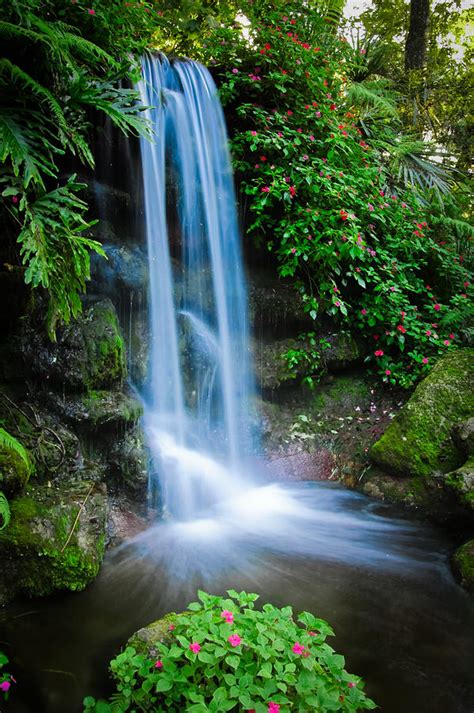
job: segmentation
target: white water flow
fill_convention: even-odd
[[[240,236],[209,72],[148,56],[139,90],[155,131],[155,143],[141,144],[152,334],[145,420],[166,509],[188,520],[241,492],[252,450]]]

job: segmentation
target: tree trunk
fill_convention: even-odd
[[[405,69],[423,69],[430,17],[430,0],[411,0],[410,23],[405,43]]]

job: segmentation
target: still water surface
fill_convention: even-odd
[[[152,528],[109,553],[86,591],[5,610],[18,683],[2,711],[81,711],[84,695],[109,692],[107,662],[136,629],[198,587],[232,587],[327,619],[383,713],[472,713],[474,605],[452,578],[451,543],[337,485],[292,486],[292,517],[289,492],[255,489],[212,518]]]

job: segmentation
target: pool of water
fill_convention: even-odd
[[[84,592],[1,613],[17,685],[5,713],[75,713],[110,691],[135,630],[203,588],[261,595],[329,621],[330,643],[383,713],[472,713],[474,604],[437,530],[331,484],[265,486],[110,552]]]

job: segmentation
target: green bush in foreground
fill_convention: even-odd
[[[110,664],[110,703],[84,699],[87,713],[122,711],[362,711],[376,708],[344,657],[325,643],[331,627],[308,612],[265,604],[257,594],[198,592],[190,613],[170,615],[144,653],[128,646]]]

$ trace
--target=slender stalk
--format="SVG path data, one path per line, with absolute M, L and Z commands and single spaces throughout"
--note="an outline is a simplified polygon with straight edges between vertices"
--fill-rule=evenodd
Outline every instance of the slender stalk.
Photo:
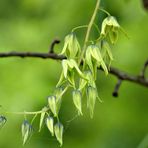
M 87 42 L 89 41 L 90 32 L 91 32 L 92 26 L 94 24 L 94 21 L 95 21 L 96 15 L 97 15 L 97 11 L 99 9 L 99 5 L 100 5 L 100 0 L 97 0 L 95 10 L 93 12 L 93 15 L 91 17 L 91 20 L 90 20 L 90 22 L 88 24 L 88 28 L 87 28 L 87 31 L 86 31 L 86 36 L 85 36 L 85 40 L 84 40 L 84 45 L 83 45 L 82 53 L 81 53 L 81 56 L 80 56 L 80 59 L 79 59 L 79 62 L 78 62 L 79 65 L 81 63 L 81 60 L 83 59 L 84 54 L 85 54 Z
M 36 115 L 36 114 L 41 114 L 43 111 L 35 111 L 35 112 L 4 112 L 5 114 L 17 114 L 17 115 Z

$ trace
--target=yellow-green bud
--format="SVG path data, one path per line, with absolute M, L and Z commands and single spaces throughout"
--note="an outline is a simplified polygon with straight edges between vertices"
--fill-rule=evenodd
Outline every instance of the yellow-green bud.
M 57 116 L 57 107 L 56 107 L 56 97 L 55 96 L 49 96 L 48 97 L 48 105 L 54 116 Z
M 49 131 L 51 132 L 51 135 L 54 136 L 54 120 L 52 117 L 49 116 L 46 118 L 46 125 Z
M 73 103 L 74 103 L 75 107 L 77 108 L 78 113 L 80 115 L 83 115 L 83 113 L 82 113 L 82 94 L 81 94 L 81 91 L 80 90 L 74 90 L 72 92 L 72 95 L 73 95 Z
M 64 130 L 64 127 L 61 123 L 57 123 L 54 126 L 55 136 L 56 136 L 58 142 L 60 143 L 60 146 L 63 145 L 63 130 Z

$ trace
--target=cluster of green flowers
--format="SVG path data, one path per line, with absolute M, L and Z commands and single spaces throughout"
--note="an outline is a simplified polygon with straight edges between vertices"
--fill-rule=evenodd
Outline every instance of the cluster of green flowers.
M 74 32 L 65 37 L 64 47 L 60 54 L 64 54 L 66 59 L 62 60 L 63 70 L 60 79 L 54 93 L 48 97 L 48 105 L 39 112 L 39 131 L 41 131 L 43 123 L 45 123 L 51 135 L 55 135 L 61 146 L 63 144 L 64 126 L 60 122 L 58 114 L 62 97 L 68 88 L 72 88 L 74 106 L 78 115 L 82 116 L 82 98 L 86 95 L 87 108 L 90 117 L 93 118 L 96 99 L 101 101 L 96 86 L 97 68 L 102 68 L 105 74 L 108 74 L 113 60 L 110 44 L 114 44 L 117 41 L 119 30 L 121 30 L 121 27 L 117 20 L 109 15 L 102 22 L 99 38 L 85 49 L 82 50 Z M 36 117 L 38 113 L 34 114 Z M 4 116 L 0 116 L 0 128 L 6 121 Z M 32 132 L 32 124 L 25 119 L 22 124 L 23 145 L 32 135 Z

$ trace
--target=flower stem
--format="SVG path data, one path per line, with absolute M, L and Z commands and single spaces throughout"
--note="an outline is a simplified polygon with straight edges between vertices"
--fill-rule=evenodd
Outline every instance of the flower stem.
M 91 32 L 92 26 L 94 24 L 94 21 L 95 21 L 96 15 L 97 15 L 97 11 L 99 9 L 99 5 L 100 5 L 100 0 L 97 0 L 95 10 L 93 12 L 93 15 L 91 17 L 91 20 L 90 20 L 90 22 L 88 24 L 88 28 L 87 28 L 87 31 L 86 31 L 86 36 L 85 36 L 85 40 L 84 40 L 84 45 L 83 45 L 82 53 L 81 53 L 80 59 L 78 61 L 79 65 L 81 63 L 81 60 L 83 59 L 84 54 L 85 54 L 86 47 L 87 47 L 87 42 L 89 41 L 90 32 Z

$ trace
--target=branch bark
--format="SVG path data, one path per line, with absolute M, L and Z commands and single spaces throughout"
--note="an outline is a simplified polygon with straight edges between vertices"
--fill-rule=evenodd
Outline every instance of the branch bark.
M 54 59 L 54 60 L 63 60 L 66 59 L 63 55 L 58 55 L 55 53 L 40 53 L 40 52 L 4 52 L 0 53 L 0 58 L 8 57 L 20 57 L 20 58 L 42 58 L 42 59 Z M 102 68 L 99 68 L 102 70 Z M 148 87 L 148 80 L 145 77 L 138 75 L 130 75 L 126 72 L 123 72 L 115 67 L 110 67 L 110 74 L 116 76 L 120 80 L 133 82 L 144 87 Z

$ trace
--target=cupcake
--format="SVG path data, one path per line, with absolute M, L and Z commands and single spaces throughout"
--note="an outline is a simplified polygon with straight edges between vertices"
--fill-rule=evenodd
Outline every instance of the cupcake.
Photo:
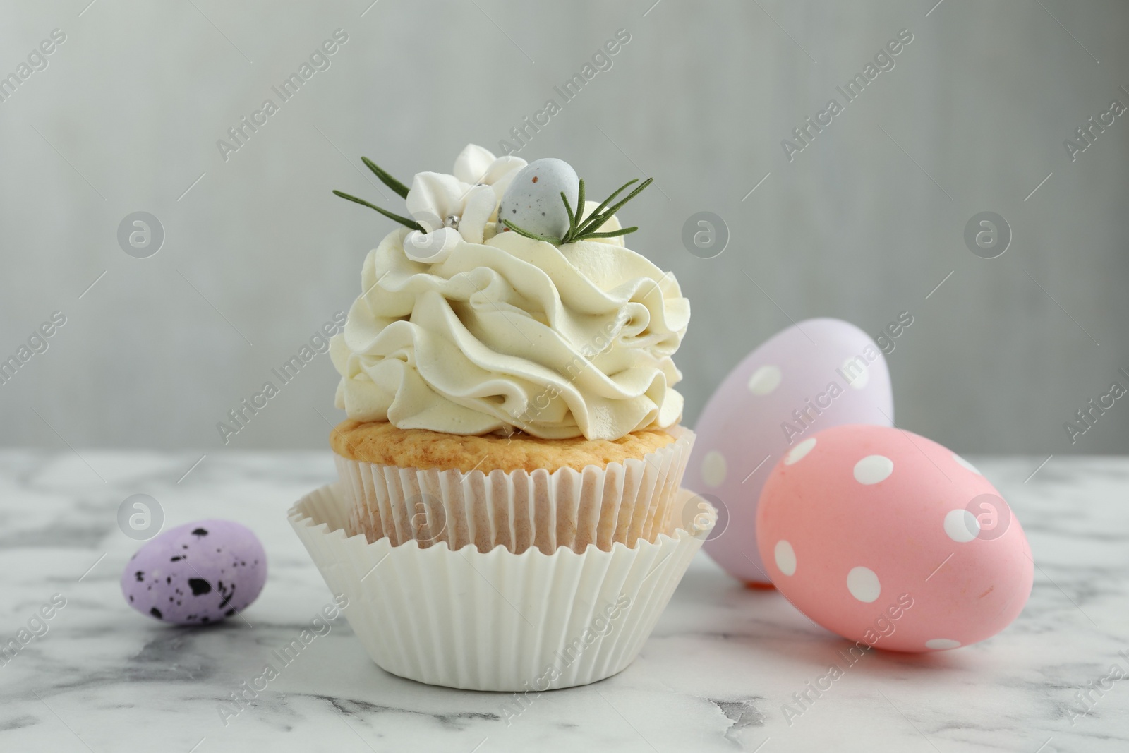
M 413 219 L 368 254 L 330 347 L 352 532 L 518 554 L 655 541 L 693 435 L 671 358 L 690 304 L 614 216 L 649 181 L 586 202 L 567 163 L 473 145 L 410 191 L 375 169 Z
M 555 159 L 470 146 L 411 189 L 331 343 L 340 480 L 290 523 L 373 660 L 453 688 L 595 682 L 639 654 L 715 510 L 680 482 L 677 282 Z M 502 713 L 507 713 L 505 708 Z

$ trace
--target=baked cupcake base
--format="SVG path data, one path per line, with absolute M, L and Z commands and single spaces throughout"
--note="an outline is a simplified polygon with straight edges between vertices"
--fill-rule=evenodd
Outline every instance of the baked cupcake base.
M 304 497 L 289 519 L 330 589 L 348 596 L 345 618 L 378 666 L 435 685 L 524 692 L 596 682 L 636 658 L 716 520 L 685 490 L 673 520 L 688 502 L 697 529 L 672 523 L 654 543 L 583 554 L 369 543 L 347 534 L 340 484 Z
M 349 533 L 395 546 L 446 543 L 520 554 L 655 541 L 672 519 L 694 434 L 619 440 L 462 437 L 342 422 L 331 444 Z

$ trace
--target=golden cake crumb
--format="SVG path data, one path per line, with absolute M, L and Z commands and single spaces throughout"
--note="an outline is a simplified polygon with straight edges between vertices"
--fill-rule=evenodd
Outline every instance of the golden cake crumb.
M 351 461 L 421 470 L 457 469 L 464 473 L 606 467 L 632 457 L 641 459 L 673 441 L 675 437 L 662 429 L 641 429 L 619 439 L 539 439 L 522 432 L 511 437 L 464 437 L 353 419 L 342 421 L 330 432 L 333 452 Z

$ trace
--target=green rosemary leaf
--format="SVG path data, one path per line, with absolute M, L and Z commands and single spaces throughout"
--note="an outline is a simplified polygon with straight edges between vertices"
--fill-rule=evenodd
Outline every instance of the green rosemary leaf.
M 625 227 L 621 230 L 609 230 L 607 233 L 589 233 L 581 238 L 581 240 L 587 240 L 588 238 L 614 238 L 615 236 L 627 235 L 628 233 L 634 233 L 638 230 L 638 226 Z
M 399 193 L 401 199 L 406 199 L 408 198 L 408 186 L 406 185 L 404 185 L 403 183 L 401 183 L 396 178 L 394 178 L 391 175 L 388 175 L 388 173 L 385 172 L 384 168 L 382 168 L 379 165 L 377 165 L 376 163 L 374 163 L 368 157 L 361 157 L 360 160 L 362 163 L 365 163 L 365 166 L 368 167 L 368 169 L 370 169 L 374 173 L 376 173 L 376 177 L 380 178 L 380 183 L 383 183 L 384 185 L 388 186 L 390 189 L 392 189 L 393 191 L 395 191 L 396 193 Z
M 367 201 L 365 201 L 364 199 L 358 199 L 357 196 L 350 196 L 348 193 L 344 193 L 342 191 L 336 191 L 336 190 L 334 190 L 333 193 L 334 193 L 334 195 L 341 196 L 342 199 L 348 199 L 349 201 L 356 202 L 356 203 L 358 203 L 358 204 L 360 204 L 362 207 L 368 207 L 369 209 L 375 209 L 376 211 L 380 212 L 382 214 L 384 214 L 388 219 L 396 220 L 397 222 L 400 222 L 404 227 L 410 227 L 413 230 L 420 230 L 420 231 L 423 230 L 423 226 L 421 226 L 415 220 L 410 220 L 406 217 L 401 217 L 400 214 L 393 214 L 388 210 L 380 209 L 376 204 L 370 204 Z
M 561 201 L 564 202 L 564 211 L 568 213 L 568 230 L 566 230 L 564 237 L 562 238 L 562 240 L 567 242 L 572 237 L 572 234 L 576 233 L 576 212 L 574 212 L 572 208 L 568 205 L 568 196 L 564 195 L 563 191 L 561 191 Z
M 551 236 L 537 235 L 536 233 L 530 233 L 528 230 L 524 230 L 514 225 L 513 222 L 510 222 L 509 220 L 502 220 L 501 224 L 508 227 L 514 233 L 518 235 L 524 235 L 526 238 L 533 238 L 534 240 L 544 240 L 545 243 L 551 243 L 554 246 L 560 246 L 563 243 L 561 238 L 553 238 Z
M 629 193 L 625 199 L 623 199 L 620 202 L 618 202 L 614 207 L 612 207 L 611 209 L 609 209 L 605 213 L 606 214 L 614 214 L 621 207 L 623 207 L 623 204 L 628 203 L 629 201 L 631 201 L 632 199 L 634 199 L 636 196 L 638 196 L 642 192 L 642 190 L 646 189 L 651 183 L 654 183 L 654 181 L 655 181 L 655 178 L 647 178 L 646 181 L 644 181 L 642 183 L 640 183 L 639 186 L 634 191 L 632 191 L 631 193 Z M 627 186 L 624 186 L 624 187 L 627 187 Z
M 584 230 L 590 230 L 593 228 L 599 227 L 598 224 L 594 222 L 595 218 L 597 216 L 599 216 L 599 221 L 603 222 L 604 219 L 606 219 L 607 213 L 603 213 L 602 214 L 602 212 L 604 211 L 604 209 L 607 208 L 607 204 L 610 204 L 612 202 L 612 200 L 615 199 L 615 196 L 620 195 L 620 192 L 623 191 L 623 189 L 628 187 L 632 183 L 638 183 L 638 182 L 639 182 L 639 178 L 631 178 L 630 181 L 628 181 L 627 183 L 624 183 L 623 185 L 621 185 L 619 189 L 616 189 L 615 191 L 613 191 L 612 195 L 610 195 L 607 199 L 604 199 L 604 201 L 601 202 L 601 204 L 598 207 L 596 207 L 594 210 L 592 210 L 592 214 L 588 214 L 588 218 L 580 225 L 580 228 L 579 228 L 580 231 L 583 233 Z M 581 210 L 581 213 L 583 213 L 583 210 Z

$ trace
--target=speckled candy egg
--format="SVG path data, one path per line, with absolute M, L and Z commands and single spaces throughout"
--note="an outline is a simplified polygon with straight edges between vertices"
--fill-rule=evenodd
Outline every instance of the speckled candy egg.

* [Aim]:
State how many lines in the rows above contain the string "bark", and reply with the number alone.

* [Complete response]:
2